- 課題内容 -
文部科学大臣記者会見の文章を、最後の文の直後から書き継いでください。

令和7年11月18日松本洋平文部科学大臣記者会見(※(注記)「YouTube」文部科学省動画チャンネルへリンク)
大臣)
冒頭、私からは1件です。先日11日、財政制度等審議会が開催をされまして、高等教育については国立大学法人の運営費交付金の在り方などについて議論が行われました。これに関して、文部科学省としての見解を申し上げたいと思います。国立大学は、法人化以降、運営費交付金が1,600億円以上削減されたことなどによりまして非常に厳しい経営状況となっている中、財政審からは運営費交付金から「競争的資金へのさらなるシフト」などが求められております。しかし、大学の知的創造性を引き出し最大化させるためには、基盤的経費である運営費交付金と科研費等の競争的資金のベストミックスによる支援が必要です。ところが近年、基盤的経費の一方的な削減などによりシステムに歪みが生じ、教育研究活動が阻害されているとの批判の声も上がっているところであります。なお、諸外国においては基盤的経費と競争的資金双方の充実によりまして大学の事業規模自体を成長させ、研究力を向上させているところでもあります。我が国においても同様の考え方に立ち、大学の知的創造を引き出すため安定的な運営費交付金の措置が不可欠であると考えているところであります。文部科学省といたしましては、我が国の成長の源泉である大学の教育研究の発展に向けまして、財政措置の充実に取り組んでまいります。なお、本件に関しましてはこの会見の後に事務方より詳細なご説明を行わせていただきます。私からは冒頭、以上です。

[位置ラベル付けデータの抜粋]
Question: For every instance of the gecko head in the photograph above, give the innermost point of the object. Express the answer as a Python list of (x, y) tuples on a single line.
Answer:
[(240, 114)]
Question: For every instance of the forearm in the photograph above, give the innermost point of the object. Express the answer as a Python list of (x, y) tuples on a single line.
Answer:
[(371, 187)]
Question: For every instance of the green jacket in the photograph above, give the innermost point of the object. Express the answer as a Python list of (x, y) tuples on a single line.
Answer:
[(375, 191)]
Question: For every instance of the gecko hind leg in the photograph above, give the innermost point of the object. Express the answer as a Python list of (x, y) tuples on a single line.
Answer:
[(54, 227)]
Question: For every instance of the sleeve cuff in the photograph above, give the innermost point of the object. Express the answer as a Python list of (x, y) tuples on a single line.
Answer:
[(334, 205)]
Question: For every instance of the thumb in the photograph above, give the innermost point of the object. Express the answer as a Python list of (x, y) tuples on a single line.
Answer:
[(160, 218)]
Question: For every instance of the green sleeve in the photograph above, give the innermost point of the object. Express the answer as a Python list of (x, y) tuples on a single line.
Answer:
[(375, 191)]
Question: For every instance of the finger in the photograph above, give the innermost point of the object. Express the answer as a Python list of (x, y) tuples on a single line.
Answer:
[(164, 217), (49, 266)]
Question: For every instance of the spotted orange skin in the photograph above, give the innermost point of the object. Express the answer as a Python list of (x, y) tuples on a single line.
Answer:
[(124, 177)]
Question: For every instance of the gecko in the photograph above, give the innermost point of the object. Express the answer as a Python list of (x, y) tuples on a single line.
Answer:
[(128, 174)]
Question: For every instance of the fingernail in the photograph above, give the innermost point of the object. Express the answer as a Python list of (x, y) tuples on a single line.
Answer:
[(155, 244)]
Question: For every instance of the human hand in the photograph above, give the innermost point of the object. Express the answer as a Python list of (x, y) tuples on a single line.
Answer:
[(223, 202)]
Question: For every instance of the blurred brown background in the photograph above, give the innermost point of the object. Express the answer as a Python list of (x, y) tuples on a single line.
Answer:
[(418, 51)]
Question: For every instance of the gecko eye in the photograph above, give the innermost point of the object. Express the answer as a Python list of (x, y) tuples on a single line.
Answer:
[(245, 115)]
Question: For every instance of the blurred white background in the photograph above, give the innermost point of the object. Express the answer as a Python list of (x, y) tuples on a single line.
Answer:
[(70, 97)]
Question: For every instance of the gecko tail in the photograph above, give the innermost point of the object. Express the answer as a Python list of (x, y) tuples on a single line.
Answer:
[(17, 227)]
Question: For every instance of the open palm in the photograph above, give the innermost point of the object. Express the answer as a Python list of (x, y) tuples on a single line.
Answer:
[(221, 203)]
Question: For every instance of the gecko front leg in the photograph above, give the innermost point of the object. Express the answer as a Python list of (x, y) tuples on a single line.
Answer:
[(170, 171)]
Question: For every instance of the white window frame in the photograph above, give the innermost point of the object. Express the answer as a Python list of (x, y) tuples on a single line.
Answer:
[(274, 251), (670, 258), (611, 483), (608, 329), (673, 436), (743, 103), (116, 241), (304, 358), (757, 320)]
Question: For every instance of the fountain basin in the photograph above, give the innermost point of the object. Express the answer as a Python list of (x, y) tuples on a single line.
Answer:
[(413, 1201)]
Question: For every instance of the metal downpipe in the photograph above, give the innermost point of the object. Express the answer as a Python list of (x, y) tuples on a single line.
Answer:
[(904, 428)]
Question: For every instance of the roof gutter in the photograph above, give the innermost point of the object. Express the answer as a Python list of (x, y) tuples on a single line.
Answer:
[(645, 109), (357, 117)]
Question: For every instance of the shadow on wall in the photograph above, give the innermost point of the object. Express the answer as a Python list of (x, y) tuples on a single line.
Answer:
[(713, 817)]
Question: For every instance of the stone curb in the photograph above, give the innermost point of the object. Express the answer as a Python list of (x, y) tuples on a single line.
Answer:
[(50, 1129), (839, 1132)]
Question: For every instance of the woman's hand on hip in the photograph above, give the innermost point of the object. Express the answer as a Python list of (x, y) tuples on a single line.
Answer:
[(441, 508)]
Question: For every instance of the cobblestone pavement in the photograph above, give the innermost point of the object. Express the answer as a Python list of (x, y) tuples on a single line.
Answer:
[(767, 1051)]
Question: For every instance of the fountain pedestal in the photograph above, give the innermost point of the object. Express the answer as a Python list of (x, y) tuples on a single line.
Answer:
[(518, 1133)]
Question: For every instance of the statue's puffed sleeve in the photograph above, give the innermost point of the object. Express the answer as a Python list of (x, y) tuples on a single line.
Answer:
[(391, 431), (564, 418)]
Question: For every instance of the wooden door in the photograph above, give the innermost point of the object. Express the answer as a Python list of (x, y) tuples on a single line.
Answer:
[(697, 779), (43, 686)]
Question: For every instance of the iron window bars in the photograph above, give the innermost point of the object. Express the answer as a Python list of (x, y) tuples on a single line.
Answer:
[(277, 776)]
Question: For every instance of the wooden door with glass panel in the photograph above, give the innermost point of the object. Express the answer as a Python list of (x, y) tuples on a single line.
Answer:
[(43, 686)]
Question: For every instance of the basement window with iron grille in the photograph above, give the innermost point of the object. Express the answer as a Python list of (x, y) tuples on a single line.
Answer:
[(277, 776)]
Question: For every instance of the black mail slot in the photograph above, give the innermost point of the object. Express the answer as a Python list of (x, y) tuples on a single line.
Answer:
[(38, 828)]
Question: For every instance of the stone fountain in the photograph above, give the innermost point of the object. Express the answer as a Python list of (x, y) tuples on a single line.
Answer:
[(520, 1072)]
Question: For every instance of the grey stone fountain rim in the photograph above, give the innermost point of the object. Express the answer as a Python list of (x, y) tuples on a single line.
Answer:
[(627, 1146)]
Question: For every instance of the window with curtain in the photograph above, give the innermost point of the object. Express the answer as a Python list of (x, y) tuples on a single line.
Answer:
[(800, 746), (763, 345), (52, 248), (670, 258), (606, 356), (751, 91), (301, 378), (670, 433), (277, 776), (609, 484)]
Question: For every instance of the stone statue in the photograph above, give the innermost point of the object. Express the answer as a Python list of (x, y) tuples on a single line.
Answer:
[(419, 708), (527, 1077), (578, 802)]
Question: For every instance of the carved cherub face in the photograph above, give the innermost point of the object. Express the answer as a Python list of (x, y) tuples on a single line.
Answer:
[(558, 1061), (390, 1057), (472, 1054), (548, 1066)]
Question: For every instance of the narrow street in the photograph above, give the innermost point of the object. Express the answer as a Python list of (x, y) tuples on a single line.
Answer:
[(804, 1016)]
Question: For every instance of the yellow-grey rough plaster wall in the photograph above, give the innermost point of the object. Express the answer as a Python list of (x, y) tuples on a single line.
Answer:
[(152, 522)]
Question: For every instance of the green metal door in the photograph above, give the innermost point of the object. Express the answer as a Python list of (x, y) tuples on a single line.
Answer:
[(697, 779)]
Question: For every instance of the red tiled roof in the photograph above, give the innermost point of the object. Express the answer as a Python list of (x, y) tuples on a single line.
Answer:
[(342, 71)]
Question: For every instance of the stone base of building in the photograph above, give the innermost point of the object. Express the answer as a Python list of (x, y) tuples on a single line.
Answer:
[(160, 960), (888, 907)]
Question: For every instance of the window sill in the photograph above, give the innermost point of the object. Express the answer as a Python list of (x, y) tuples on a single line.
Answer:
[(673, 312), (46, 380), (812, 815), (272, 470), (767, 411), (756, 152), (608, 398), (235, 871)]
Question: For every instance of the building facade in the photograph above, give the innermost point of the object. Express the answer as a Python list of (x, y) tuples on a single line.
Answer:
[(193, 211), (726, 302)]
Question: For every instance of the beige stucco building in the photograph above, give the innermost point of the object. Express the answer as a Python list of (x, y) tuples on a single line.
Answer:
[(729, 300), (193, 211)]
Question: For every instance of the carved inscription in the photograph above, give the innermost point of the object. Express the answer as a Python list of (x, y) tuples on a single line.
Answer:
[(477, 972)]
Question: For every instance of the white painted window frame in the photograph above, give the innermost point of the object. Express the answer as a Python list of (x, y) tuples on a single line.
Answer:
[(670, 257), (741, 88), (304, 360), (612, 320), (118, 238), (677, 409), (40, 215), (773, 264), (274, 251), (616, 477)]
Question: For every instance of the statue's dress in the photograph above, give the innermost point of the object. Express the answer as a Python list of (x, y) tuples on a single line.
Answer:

- 期待される出力 -
記者)
日中関係についてお伺いします。中国政府が自国民に対し、日本への留学を慎重に検討するように注意喚起を出しました。文部科学省としてどのように受け止めているのか、またこの件について文部科学省として何か御対応される考えがあればお聞かせください。
大臣)
御指摘の中国教育部による発表については承知をしており、また外務省においても中国側に対して適切な対応を強く求める旨の外交上の申し入れを実施しているものと承知をしております。特に在中国日本大使館が在留の日本人に対しまして、安全確保に努めるよう注意喚起を促したと承知をしており、私としても在留の日本人児童生徒や日本人留学生の安全確保の徹底について、外務省と連携のもと、本日中に注意喚起などの通知を発出するよう指示をしたところであります。文部科学省といたしましても、外務省とも連携しながら引き続き状況を注視いたしまして、適切に対応を行ってまいりたいと存じます。
記者)
冒頭で述べられた財政審での指摘で、特に国立大学の運営費交付金についてお伺いします。財政支援の指摘では、運交金から競争的資金へのさらなるシフトで大学の創意工夫を促すべきとの指摘がありました。もう一つ、高度な研究を行う大学については経営改革と公費依存の経過の目標を掲げて改革を促すべきとの指摘がありました。先ほどもありましたけれども、大臣は国立大学の現状についてどう捉えているでしょうか。改めてお伺いします。また、財政審の意見に対するお考えをもう少し詳しくお聞かせください。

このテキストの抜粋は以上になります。